• [Data]:
+ + +

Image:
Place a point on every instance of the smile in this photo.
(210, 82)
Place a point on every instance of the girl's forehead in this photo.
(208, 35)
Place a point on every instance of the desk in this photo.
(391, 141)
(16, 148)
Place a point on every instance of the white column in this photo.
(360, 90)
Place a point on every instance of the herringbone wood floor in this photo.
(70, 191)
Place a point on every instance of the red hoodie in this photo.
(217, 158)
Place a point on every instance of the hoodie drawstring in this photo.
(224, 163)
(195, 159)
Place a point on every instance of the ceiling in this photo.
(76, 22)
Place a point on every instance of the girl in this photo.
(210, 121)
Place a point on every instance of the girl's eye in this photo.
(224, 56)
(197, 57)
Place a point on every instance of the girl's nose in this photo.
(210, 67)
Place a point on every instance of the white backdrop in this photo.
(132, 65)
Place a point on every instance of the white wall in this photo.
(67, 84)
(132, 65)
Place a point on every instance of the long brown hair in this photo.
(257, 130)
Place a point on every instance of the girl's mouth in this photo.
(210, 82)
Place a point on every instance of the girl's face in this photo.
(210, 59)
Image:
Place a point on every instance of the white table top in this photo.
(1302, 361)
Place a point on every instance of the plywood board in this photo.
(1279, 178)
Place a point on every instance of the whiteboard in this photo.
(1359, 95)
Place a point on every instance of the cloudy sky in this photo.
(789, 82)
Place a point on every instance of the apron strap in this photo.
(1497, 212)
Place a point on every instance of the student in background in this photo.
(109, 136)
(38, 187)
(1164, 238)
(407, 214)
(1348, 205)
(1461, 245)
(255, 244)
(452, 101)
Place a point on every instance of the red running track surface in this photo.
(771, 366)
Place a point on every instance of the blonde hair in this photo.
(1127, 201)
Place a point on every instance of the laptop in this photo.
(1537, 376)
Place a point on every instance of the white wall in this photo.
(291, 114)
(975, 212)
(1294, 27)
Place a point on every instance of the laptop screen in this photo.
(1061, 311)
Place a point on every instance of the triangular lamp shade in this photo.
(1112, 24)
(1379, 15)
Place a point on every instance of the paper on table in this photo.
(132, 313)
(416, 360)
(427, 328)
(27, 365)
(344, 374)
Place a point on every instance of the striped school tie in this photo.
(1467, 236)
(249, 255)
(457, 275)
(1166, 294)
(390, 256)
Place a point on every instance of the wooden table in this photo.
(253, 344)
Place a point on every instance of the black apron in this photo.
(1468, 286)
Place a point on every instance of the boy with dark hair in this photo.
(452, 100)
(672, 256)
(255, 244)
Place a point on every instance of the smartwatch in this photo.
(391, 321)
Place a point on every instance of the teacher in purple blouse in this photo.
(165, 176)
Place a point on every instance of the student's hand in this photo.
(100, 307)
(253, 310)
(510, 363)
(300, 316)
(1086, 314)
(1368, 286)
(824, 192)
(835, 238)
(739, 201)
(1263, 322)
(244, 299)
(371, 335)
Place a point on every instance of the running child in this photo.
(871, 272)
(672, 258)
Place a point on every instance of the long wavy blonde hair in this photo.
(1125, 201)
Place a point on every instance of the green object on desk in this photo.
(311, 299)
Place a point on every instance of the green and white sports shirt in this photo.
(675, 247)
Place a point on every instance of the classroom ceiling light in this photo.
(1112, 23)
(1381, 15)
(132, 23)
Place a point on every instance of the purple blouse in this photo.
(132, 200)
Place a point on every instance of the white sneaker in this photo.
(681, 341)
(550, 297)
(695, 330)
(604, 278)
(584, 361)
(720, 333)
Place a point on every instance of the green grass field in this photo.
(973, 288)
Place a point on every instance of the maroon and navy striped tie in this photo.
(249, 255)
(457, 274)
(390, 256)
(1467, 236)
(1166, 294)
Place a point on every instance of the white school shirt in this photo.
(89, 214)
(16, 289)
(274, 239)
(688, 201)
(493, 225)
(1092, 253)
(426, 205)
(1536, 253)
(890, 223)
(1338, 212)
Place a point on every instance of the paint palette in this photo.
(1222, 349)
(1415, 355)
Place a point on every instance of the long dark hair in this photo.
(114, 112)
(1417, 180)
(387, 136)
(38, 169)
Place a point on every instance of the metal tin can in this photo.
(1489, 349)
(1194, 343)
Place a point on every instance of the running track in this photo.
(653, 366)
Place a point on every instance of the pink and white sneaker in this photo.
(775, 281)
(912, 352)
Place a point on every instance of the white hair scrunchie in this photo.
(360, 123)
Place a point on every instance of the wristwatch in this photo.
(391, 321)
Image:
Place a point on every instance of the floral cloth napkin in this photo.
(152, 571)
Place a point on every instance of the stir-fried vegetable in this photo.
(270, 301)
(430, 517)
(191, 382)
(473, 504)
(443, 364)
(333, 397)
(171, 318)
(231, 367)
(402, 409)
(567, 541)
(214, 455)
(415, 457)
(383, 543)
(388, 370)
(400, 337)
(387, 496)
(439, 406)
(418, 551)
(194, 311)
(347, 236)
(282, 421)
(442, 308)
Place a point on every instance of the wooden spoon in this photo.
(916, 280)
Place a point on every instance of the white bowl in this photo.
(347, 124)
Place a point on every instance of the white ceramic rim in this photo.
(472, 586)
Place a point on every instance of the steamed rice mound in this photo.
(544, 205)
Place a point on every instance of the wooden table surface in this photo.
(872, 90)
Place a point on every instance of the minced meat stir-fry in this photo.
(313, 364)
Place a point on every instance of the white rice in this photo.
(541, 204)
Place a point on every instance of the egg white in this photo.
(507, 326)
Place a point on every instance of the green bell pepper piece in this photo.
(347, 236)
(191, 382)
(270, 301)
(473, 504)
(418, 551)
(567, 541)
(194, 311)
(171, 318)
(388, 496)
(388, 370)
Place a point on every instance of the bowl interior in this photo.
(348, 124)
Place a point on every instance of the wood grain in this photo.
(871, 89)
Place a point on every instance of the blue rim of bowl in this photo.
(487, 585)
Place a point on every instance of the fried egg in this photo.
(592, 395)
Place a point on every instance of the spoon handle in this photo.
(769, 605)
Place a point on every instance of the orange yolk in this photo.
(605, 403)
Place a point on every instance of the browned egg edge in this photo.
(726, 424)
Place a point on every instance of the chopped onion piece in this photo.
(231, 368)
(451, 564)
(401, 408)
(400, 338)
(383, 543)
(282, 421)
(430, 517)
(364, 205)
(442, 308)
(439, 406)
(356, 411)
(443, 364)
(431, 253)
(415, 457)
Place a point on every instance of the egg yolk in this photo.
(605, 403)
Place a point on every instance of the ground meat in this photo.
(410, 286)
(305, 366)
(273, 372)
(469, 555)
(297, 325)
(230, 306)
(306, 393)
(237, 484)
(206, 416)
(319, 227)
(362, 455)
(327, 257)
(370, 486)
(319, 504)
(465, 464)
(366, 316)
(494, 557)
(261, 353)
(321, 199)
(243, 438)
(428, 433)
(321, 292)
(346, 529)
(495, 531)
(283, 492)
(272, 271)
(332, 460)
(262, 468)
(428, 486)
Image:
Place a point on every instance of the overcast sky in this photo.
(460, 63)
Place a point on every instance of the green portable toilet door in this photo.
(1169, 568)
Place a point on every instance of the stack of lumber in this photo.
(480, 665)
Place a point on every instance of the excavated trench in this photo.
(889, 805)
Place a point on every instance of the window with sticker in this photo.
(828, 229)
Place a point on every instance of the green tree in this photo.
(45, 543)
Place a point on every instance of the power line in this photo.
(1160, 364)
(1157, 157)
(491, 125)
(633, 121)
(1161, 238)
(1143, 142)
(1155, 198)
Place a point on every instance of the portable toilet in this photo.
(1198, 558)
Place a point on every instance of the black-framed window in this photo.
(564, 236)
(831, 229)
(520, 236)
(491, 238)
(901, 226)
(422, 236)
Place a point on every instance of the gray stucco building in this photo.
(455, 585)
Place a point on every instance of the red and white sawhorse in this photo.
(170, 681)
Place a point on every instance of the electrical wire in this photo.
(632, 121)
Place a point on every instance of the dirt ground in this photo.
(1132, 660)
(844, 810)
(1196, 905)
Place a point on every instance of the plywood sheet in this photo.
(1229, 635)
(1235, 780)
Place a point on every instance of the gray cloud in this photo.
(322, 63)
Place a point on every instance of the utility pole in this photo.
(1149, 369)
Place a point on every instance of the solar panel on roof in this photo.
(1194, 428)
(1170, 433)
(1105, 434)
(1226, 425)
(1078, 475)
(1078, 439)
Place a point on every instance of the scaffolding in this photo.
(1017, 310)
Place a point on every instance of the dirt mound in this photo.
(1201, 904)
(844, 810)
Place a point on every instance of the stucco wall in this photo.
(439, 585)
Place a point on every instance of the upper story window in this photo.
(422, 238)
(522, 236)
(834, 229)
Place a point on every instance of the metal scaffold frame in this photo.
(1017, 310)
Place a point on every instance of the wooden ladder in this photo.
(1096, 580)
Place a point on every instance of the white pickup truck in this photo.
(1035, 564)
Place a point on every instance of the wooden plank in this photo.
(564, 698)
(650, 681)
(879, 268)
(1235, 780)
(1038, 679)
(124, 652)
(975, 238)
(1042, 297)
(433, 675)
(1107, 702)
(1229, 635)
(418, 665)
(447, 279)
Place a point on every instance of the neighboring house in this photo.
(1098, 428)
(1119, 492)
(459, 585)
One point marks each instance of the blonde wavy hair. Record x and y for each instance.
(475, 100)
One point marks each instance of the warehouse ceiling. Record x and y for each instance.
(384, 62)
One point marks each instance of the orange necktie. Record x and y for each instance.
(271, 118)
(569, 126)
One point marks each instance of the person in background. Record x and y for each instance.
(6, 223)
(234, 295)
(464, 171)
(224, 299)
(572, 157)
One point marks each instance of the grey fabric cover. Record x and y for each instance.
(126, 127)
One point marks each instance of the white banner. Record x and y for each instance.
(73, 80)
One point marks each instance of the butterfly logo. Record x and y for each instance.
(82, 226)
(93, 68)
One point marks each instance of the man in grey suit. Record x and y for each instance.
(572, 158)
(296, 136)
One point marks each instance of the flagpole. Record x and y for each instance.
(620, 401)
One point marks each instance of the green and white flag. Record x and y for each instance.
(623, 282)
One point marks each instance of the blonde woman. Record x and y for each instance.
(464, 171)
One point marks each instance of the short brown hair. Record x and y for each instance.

+ + +

• [Challenge]:
Only the lines from the one that contains "Place a point on every instance of the wooden ladder" to the end of the entries above should be given again, exactly and in full.

• [The result]:
Place a point on every instance of the wooden ladder in this photo.
(1096, 580)
Place a point on every instance of the white pickup truck in this photo.
(1035, 564)
Place a point on every instance of the wooden plank in this photo.
(564, 698)
(650, 681)
(879, 268)
(1235, 780)
(1038, 679)
(124, 652)
(975, 238)
(1042, 297)
(433, 675)
(1107, 702)
(1229, 635)
(418, 665)
(447, 279)
Place a point on every instance of the neighboring house in this photo.
(1098, 428)
(1119, 492)
(459, 585)
One point marks each instance of the blonde wavy hair. Record x and y for each instance.
(475, 100)
One point marks each instance of the warehouse ceiling. Record x and y for each instance.
(384, 62)
One point marks each instance of the orange necktie. Record x and y for each instance.
(271, 118)
(569, 126)
One point marks each instance of the person in background. Record x and y for each instance.
(6, 223)
(234, 295)
(464, 171)
(224, 299)
(572, 157)
One point marks each instance of the grey fabric cover. Record x and y for each instance.
(126, 127)
One point marks each instance of the white banner. Record x and y for each instance.
(73, 80)
One point marks each instance of the butterfly logo. Record x and y for each instance.
(82, 226)
(93, 68)
One point marks each instance of the man in grey suit. Record x and y for each instance.
(572, 158)
(296, 136)
One point marks each instance of the flagpole. Record x and y for each instance.
(620, 401)
One point marks each instance of the green and white flag. Record x and y for each instance.
(623, 282)
One point marks each instance of the blonde woman. Record x and y for each instance.
(464, 171)
One point marks each instance of the short brown hair. Record x and y for each instance.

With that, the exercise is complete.